* Task to carry out: Could you restate word for word each line from the top of the listing below through the line containing "[ ] a point on the air"? Keep the pictures out.

-=-=-=-=-

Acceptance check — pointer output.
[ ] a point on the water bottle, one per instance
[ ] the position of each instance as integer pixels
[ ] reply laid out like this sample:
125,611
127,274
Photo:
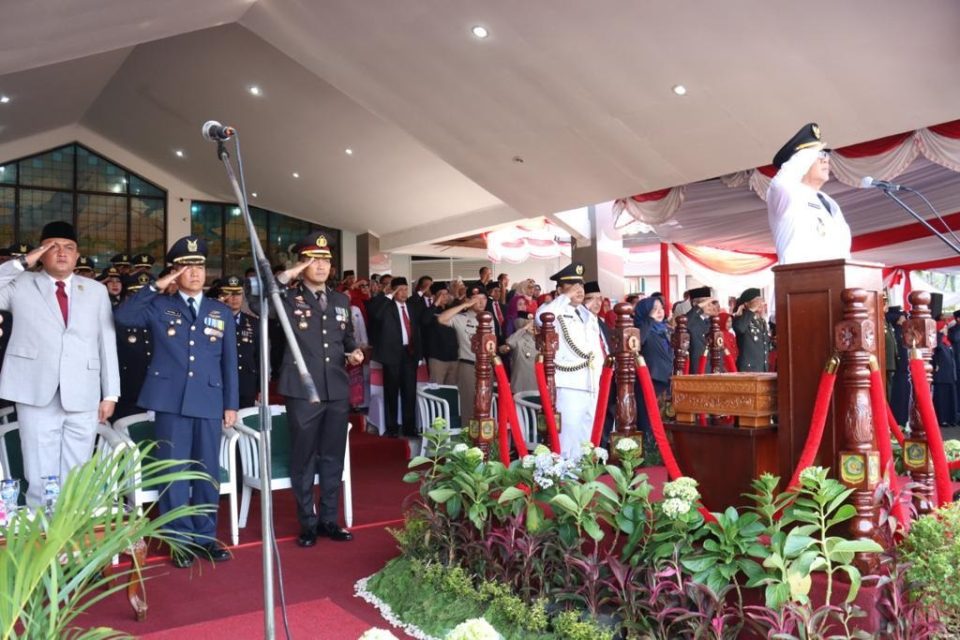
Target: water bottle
51,491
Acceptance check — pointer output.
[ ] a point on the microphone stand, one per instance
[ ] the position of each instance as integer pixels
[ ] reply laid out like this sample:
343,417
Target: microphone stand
903,205
267,282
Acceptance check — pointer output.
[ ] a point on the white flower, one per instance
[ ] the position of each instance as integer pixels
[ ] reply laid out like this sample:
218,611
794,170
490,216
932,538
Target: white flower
474,629
682,488
675,507
952,449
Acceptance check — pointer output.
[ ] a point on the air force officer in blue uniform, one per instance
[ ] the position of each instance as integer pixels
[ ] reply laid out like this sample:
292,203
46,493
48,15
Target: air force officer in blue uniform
191,383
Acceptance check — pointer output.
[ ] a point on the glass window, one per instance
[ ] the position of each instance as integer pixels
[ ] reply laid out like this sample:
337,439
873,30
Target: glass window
140,187
53,170
113,210
8,201
237,248
147,227
206,221
102,226
38,207
8,173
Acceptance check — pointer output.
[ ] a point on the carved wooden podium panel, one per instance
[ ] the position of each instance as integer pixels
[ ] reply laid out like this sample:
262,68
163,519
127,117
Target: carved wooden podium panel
808,306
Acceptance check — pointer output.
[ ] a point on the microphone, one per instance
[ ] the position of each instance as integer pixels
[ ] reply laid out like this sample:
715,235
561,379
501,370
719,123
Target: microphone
213,130
869,182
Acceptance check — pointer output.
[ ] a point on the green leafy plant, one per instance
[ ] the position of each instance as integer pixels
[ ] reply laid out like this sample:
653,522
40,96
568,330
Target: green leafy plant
50,567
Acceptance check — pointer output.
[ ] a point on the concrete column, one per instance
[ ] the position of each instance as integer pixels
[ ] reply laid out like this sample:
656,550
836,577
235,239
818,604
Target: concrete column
368,245
603,257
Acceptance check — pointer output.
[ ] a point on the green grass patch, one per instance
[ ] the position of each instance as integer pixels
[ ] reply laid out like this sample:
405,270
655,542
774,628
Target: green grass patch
437,599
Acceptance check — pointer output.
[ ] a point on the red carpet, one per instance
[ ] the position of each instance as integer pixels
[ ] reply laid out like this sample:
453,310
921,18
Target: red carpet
320,618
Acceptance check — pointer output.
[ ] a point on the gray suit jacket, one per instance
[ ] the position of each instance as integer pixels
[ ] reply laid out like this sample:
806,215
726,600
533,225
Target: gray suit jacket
43,355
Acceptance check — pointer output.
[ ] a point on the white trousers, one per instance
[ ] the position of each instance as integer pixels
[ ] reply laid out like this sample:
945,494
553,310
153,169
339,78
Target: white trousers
576,409
53,442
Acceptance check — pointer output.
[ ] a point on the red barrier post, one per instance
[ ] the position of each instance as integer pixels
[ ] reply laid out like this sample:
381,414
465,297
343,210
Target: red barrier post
920,332
680,341
859,461
484,345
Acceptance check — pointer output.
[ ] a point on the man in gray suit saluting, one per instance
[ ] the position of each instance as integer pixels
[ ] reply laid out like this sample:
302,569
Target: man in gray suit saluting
60,367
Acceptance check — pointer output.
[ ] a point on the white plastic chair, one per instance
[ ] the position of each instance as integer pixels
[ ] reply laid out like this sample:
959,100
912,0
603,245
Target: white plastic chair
528,408
251,475
228,481
432,405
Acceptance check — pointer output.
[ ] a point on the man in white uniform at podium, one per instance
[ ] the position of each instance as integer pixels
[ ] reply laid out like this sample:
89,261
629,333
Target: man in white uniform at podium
578,361
807,224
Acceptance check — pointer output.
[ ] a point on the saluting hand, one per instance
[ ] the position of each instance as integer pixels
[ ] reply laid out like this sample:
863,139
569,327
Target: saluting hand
168,279
34,256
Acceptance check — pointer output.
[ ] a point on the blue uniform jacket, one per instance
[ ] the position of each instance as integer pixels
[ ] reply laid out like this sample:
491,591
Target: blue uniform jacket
193,372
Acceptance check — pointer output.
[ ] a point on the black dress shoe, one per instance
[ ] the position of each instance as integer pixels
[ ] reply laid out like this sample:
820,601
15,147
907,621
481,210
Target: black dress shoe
307,538
334,532
216,553
182,559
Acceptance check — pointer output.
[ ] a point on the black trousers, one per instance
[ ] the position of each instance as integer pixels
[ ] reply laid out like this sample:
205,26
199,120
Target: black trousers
318,441
400,384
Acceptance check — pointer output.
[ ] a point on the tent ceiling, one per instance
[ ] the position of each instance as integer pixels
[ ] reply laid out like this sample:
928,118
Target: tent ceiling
581,91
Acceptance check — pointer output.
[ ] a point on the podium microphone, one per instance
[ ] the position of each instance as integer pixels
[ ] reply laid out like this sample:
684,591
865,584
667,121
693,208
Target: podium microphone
216,132
869,182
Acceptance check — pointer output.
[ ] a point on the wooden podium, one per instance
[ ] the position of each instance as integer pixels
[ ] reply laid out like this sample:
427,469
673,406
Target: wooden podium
808,306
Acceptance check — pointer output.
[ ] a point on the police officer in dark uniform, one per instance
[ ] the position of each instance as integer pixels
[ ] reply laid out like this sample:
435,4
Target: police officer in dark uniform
85,267
122,262
698,324
753,336
134,349
248,341
110,277
191,385
321,321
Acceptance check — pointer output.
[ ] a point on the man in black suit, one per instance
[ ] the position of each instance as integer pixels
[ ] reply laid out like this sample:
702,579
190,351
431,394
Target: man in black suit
399,348
322,323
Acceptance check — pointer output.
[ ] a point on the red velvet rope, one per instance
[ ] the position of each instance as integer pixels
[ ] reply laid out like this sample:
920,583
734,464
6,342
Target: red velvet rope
817,422
928,417
605,377
548,414
894,426
653,412
728,362
878,403
508,414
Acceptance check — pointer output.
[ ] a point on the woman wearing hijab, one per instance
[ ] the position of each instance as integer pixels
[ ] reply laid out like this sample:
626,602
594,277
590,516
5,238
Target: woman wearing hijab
656,351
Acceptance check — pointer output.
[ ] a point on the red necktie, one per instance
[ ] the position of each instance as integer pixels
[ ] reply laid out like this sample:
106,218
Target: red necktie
62,300
406,324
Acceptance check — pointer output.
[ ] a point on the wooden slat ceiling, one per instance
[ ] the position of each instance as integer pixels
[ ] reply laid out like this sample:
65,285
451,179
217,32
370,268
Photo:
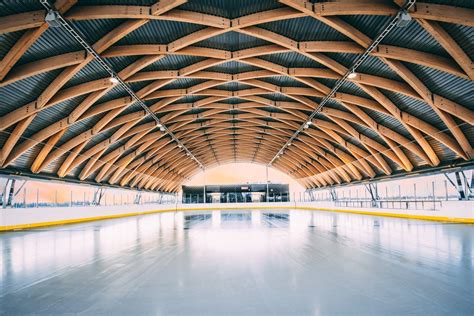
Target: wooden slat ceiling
396,115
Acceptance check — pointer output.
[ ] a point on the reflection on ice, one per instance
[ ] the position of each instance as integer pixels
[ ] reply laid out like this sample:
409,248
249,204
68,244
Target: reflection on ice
311,257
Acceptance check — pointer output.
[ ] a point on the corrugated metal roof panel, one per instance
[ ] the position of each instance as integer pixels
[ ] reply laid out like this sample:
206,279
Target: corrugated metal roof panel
159,32
415,37
449,86
24,91
8,40
232,67
463,35
292,59
173,62
230,9
304,29
232,41
11,7
54,41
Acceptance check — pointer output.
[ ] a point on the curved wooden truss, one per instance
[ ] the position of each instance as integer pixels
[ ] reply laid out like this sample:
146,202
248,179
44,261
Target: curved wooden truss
352,139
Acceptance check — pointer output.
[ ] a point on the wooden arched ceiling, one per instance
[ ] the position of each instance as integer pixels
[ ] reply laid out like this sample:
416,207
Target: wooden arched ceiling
233,80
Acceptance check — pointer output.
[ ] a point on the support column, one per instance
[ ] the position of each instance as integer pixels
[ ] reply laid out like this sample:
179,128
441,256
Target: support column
266,172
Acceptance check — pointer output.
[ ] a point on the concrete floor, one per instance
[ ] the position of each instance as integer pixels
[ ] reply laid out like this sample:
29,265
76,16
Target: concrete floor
239,262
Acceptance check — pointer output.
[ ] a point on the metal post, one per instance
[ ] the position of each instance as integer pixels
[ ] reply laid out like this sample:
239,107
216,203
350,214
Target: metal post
414,194
446,188
204,188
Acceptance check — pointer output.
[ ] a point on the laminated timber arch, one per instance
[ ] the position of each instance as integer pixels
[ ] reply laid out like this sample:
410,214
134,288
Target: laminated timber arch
231,101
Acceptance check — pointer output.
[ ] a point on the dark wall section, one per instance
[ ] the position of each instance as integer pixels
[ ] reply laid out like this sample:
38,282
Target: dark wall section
235,193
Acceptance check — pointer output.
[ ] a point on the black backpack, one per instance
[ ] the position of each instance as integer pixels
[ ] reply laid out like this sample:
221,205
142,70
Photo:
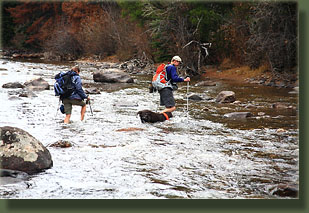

-=-=-=-=-

* Expected output:
Acceptance check — pointer output.
[ ] a point on the water bottle, one per instance
[ ] the position of each instance as integer pixels
[ ] reply laid out like this sample:
125,611
127,274
Photo:
Target: water bottle
51,491
Acceptance check — pointer output.
[ ] a point on the microphone stand, one per instance
[ ] the position of each instance as integer pixels
[ ] reply laid out like this sample:
343,417
Target: microphone stand
903,205
267,282
Acceptance check — pointer output.
[ ] a point on the white flower, one per instance
[ ] the position of each instance as integer pixels
[ ] reply laid out like this sample:
218,611
794,170
490,216
932,538
Target: white flower
474,629
682,488
675,507
952,449
Acceptance check — pointer output.
[ ] a point on the air force officer in blue uniform, one per instance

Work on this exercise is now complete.